Provided information:
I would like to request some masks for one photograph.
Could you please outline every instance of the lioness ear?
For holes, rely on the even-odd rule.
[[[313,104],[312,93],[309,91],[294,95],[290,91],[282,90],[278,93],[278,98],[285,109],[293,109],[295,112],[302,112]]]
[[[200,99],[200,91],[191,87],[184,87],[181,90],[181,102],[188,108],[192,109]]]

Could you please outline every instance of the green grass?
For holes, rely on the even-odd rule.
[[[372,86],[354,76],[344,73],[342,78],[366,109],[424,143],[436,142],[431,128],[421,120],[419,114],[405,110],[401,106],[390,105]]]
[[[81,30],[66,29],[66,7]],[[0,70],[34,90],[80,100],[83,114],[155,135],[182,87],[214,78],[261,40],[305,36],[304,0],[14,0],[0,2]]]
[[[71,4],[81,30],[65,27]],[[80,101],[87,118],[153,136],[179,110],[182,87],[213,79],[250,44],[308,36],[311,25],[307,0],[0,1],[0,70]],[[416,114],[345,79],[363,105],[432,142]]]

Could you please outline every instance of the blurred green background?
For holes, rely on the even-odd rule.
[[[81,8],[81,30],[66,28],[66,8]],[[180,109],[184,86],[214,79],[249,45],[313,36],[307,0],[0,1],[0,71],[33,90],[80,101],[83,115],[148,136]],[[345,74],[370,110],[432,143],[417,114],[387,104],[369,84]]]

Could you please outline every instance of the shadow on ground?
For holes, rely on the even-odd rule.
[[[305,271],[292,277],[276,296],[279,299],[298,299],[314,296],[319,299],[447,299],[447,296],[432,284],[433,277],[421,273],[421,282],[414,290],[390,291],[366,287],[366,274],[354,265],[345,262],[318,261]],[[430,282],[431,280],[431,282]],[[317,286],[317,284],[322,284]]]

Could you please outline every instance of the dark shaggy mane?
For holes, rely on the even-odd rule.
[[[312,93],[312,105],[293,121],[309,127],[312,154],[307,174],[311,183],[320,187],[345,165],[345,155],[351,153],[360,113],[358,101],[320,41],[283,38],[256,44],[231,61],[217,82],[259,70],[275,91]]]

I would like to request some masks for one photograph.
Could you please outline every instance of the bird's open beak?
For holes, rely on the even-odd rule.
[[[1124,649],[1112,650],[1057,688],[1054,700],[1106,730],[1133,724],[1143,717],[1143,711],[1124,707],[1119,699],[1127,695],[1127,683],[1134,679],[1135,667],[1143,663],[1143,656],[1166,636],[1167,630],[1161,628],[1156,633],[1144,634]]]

To do:
Select all lines with the word "green" from the entries above.

Completed exercise:
Could you please outline every instance of the green grass?
Could you please outline every instance of the blurred green background?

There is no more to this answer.